__Problem__: Look for "wheel" in the records and copy every line that has it.

__Dataset records__:
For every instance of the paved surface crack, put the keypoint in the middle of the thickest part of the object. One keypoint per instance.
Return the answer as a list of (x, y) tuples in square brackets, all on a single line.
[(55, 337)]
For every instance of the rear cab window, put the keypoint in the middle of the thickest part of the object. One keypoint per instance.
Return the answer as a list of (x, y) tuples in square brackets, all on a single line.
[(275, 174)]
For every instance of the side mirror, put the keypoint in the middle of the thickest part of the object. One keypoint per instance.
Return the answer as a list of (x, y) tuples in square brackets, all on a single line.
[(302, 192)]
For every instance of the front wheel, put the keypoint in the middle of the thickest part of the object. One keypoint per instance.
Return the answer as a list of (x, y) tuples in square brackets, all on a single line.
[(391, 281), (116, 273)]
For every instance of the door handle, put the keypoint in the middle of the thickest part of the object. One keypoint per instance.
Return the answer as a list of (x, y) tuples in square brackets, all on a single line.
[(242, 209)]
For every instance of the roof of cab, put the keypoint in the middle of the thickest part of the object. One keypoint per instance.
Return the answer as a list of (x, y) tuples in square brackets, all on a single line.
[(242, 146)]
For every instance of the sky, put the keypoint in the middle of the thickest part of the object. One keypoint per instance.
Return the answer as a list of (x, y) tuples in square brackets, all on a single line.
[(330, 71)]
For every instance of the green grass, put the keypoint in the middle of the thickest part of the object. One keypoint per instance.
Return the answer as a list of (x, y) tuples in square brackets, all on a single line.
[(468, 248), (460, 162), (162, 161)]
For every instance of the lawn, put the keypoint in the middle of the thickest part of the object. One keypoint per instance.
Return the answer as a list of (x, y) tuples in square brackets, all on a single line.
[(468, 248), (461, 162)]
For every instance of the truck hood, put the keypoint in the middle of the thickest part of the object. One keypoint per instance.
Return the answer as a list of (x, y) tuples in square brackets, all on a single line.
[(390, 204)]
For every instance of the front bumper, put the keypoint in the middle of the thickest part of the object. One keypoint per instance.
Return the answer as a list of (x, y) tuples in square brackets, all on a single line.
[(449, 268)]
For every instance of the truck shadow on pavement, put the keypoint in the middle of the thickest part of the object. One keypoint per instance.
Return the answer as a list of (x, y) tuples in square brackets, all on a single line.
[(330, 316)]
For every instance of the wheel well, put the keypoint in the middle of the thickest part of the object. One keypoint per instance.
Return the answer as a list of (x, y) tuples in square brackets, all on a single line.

__Written solution__:
For every instance of the front wheel, put the keypoint in the middle of the thickest part of the object. One keypoint per instance.
For every instance of the wheel well, put the keypoint in the middle of the thickest part of the object. One keypoint per instance.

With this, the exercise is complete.